* [Work required]:
Please reproduce the lines from the start of the records through the line containing "POLYGON ((85 48, 125", inclusive, without any changes.
——————————
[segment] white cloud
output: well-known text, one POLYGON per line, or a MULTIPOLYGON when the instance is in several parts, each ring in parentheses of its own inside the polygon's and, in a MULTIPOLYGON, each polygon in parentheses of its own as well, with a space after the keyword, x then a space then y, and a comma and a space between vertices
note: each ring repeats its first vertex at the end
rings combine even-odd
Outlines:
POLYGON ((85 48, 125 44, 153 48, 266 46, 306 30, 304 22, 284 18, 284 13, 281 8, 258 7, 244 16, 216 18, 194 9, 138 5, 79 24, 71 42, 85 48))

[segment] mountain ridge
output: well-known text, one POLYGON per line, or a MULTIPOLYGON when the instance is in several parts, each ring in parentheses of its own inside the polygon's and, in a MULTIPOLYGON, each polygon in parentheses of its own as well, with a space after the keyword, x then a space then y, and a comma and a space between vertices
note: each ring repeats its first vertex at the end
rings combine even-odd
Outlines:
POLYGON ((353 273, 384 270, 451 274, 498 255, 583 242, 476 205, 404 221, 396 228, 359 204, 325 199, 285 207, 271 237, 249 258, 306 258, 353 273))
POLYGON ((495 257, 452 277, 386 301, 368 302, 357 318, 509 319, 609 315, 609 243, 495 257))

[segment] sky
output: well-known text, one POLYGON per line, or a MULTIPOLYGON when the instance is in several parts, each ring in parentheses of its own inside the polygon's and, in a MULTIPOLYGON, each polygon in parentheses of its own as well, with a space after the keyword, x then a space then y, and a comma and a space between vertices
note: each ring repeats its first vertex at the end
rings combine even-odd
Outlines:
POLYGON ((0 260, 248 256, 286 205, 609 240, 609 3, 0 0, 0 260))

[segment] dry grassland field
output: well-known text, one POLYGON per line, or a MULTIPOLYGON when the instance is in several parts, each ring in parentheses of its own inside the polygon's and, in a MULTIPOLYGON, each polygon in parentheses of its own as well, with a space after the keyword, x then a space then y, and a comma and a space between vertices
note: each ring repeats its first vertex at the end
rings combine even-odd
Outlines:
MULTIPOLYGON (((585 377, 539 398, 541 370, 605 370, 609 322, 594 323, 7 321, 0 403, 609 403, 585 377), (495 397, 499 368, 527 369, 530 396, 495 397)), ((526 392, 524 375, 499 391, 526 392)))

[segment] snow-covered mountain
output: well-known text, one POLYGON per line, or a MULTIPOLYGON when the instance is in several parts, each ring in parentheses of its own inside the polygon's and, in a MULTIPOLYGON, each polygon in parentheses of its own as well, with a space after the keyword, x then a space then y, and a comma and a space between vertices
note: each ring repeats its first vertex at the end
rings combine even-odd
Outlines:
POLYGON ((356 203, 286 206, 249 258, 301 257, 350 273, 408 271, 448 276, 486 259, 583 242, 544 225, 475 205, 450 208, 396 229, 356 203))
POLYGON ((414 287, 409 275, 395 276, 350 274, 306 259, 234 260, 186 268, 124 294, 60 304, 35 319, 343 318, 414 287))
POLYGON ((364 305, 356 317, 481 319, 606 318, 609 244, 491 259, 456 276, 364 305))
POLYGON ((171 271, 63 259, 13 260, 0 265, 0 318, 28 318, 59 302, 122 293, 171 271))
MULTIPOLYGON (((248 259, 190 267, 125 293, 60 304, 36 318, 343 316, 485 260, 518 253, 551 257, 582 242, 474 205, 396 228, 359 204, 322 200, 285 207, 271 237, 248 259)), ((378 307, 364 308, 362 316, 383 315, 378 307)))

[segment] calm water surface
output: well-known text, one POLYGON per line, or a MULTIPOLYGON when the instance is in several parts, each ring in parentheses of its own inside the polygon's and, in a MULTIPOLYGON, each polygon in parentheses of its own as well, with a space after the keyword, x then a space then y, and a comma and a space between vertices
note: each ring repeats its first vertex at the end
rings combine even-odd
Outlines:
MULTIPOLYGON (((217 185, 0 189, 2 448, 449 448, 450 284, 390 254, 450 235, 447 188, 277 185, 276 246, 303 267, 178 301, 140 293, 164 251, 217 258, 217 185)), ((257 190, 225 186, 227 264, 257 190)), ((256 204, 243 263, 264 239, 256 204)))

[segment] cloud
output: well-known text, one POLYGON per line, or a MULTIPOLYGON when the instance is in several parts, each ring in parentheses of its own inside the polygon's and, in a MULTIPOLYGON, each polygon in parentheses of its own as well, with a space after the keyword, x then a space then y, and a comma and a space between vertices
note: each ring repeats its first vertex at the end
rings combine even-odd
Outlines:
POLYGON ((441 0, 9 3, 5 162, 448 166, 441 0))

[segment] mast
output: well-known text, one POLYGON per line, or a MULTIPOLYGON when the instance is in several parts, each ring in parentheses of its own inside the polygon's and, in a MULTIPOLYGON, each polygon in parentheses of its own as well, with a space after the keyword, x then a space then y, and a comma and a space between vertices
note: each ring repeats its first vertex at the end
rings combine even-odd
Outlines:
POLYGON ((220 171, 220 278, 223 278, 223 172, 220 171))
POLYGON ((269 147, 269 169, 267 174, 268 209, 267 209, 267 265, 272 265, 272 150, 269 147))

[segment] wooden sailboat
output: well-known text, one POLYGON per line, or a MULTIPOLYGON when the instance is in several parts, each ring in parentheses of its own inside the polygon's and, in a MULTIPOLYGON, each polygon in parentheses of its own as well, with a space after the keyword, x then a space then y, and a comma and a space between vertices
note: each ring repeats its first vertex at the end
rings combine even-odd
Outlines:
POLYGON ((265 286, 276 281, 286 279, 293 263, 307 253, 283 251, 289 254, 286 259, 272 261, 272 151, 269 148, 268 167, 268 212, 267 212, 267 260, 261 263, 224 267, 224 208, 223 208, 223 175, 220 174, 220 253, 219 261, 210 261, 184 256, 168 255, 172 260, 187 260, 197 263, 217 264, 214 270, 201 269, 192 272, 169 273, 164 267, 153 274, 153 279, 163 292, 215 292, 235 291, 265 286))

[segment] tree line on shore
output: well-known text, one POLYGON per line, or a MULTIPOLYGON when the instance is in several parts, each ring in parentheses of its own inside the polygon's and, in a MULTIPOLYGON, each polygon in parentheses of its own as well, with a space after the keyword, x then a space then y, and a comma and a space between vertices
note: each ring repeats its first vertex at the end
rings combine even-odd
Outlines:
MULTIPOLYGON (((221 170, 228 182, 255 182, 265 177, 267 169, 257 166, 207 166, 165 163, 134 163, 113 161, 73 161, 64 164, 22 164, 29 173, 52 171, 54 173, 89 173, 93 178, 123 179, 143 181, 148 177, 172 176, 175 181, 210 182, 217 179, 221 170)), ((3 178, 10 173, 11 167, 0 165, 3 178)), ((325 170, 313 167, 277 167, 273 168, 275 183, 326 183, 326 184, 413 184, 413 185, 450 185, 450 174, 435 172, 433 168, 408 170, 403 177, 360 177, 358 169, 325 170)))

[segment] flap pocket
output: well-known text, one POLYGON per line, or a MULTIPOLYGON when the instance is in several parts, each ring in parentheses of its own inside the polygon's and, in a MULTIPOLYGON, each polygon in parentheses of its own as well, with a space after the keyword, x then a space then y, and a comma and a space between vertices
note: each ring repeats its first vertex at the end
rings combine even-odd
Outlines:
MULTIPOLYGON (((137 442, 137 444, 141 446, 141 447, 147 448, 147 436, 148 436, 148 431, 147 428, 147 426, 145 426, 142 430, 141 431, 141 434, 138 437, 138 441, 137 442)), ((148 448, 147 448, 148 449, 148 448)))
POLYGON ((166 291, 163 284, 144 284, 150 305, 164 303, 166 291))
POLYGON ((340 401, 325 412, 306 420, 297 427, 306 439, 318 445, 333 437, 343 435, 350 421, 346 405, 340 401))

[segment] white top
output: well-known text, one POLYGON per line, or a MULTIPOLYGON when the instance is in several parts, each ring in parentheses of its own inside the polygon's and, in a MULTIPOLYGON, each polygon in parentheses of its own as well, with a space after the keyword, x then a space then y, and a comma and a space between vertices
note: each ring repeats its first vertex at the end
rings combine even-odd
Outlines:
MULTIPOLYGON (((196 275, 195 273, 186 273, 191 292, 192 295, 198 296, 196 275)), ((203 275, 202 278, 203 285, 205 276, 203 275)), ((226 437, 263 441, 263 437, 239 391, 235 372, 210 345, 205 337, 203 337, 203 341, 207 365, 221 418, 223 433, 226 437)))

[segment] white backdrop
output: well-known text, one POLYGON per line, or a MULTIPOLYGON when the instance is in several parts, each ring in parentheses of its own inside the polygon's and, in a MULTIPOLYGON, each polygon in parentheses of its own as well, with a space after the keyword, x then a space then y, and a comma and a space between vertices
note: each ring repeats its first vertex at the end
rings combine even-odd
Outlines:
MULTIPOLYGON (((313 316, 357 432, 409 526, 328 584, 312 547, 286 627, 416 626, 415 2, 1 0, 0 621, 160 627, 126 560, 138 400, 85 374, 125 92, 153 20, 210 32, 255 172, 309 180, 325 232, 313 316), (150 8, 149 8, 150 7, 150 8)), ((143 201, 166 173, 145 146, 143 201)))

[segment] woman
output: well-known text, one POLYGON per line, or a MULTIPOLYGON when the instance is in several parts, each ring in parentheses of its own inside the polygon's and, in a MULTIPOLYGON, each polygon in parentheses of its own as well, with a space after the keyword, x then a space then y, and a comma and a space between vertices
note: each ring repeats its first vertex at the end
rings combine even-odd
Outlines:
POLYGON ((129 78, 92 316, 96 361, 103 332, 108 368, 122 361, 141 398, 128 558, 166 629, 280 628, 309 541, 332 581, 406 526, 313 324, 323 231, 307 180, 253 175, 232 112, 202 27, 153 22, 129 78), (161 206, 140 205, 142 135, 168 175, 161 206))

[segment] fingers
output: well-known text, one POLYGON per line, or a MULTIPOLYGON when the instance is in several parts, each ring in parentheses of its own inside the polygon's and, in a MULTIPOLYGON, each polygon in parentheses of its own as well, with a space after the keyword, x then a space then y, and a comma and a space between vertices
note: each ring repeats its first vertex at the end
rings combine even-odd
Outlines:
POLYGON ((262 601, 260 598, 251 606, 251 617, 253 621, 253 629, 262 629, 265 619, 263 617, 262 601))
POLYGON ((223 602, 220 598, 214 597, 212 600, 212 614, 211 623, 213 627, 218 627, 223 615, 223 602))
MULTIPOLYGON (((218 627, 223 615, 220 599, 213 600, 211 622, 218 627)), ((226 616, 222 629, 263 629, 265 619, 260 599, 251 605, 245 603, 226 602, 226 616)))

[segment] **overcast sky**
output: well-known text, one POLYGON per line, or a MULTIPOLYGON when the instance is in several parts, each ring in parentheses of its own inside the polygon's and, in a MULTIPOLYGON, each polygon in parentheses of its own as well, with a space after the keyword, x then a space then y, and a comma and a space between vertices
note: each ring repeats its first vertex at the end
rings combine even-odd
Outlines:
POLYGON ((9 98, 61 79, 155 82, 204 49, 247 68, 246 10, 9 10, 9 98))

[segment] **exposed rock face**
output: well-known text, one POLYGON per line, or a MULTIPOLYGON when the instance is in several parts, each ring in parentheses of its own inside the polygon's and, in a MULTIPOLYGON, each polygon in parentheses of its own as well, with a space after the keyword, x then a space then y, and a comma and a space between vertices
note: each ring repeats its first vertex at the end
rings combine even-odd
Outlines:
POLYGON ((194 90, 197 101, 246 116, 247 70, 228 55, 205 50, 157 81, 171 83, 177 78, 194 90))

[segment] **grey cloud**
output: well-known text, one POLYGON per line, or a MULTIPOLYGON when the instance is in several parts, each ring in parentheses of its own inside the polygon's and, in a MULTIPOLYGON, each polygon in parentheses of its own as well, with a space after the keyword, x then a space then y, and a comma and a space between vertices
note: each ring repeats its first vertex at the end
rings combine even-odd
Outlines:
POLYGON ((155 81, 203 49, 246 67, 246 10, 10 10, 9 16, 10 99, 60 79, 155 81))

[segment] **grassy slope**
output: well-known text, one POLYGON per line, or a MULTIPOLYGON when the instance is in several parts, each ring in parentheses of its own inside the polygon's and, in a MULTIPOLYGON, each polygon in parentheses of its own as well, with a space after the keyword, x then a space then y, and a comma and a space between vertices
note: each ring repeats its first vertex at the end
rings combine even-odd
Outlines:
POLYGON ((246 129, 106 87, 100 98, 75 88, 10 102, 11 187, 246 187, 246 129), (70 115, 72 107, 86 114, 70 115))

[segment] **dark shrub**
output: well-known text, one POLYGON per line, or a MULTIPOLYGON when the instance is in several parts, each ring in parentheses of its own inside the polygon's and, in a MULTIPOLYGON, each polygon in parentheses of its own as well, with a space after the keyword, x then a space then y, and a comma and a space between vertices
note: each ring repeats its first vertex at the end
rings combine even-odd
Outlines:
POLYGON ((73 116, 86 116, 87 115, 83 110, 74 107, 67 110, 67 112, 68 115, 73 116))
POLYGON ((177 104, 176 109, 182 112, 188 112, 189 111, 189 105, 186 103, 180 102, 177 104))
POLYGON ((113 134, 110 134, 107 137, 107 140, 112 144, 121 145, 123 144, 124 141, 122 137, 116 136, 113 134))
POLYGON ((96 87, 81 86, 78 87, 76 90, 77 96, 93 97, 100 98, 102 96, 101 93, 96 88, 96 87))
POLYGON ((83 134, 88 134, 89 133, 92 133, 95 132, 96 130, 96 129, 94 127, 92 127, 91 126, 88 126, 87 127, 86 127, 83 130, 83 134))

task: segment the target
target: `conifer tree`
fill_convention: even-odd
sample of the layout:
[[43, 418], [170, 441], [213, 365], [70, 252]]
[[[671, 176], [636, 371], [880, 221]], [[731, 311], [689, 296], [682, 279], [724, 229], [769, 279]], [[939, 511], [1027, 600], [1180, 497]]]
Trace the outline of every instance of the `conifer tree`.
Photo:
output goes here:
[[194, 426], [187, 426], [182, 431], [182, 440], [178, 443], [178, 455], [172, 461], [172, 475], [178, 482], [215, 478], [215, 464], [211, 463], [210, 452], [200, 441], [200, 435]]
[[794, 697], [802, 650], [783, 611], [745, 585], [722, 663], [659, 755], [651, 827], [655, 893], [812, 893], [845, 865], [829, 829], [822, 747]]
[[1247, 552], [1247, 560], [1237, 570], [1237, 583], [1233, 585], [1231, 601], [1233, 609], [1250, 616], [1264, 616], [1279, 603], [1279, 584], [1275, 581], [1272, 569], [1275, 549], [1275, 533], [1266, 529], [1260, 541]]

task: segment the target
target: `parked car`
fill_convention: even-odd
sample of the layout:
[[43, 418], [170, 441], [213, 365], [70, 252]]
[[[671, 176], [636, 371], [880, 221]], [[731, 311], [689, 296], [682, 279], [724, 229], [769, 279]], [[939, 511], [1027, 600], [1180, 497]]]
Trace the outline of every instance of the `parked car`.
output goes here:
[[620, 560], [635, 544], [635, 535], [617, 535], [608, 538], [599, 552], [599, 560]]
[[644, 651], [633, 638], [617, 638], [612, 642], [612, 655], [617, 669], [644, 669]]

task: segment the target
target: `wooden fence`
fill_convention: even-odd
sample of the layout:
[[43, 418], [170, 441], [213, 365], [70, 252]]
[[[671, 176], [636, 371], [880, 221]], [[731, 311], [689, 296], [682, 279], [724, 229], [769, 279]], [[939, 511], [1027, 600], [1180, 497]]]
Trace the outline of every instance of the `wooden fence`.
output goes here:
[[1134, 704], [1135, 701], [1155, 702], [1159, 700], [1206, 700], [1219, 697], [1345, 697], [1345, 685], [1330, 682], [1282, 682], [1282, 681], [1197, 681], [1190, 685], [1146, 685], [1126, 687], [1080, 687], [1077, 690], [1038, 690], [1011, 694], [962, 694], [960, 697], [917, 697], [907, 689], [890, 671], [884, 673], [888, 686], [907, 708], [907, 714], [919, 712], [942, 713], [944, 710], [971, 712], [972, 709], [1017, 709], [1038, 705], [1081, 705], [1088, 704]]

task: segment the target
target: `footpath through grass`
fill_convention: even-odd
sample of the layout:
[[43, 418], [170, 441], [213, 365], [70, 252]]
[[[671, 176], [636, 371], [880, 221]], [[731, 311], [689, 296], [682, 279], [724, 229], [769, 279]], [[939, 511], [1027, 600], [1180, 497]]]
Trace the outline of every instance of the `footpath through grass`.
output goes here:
——————————
* [Result for this task]:
[segment] white cloud
output: well-known text, one POLYGON per line, or a MULTIPOLYGON when the instance is in several parts, each ring in parentheses of its own inside the polygon's and, in a MULTIPOLYGON, each polygon in parentheses of its own as well, with a space after the keyword, x then a space then y, and a comma and a space between vertices
note: each ring repeats its first vertex at the end
rings combine even-odd
Outlines:
POLYGON ((85 48, 125 44, 153 48, 266 46, 306 30, 304 22, 284 18, 284 13, 281 8, 258 7, 244 16, 216 18, 194 9, 138 5, 79 24, 71 42, 85 48))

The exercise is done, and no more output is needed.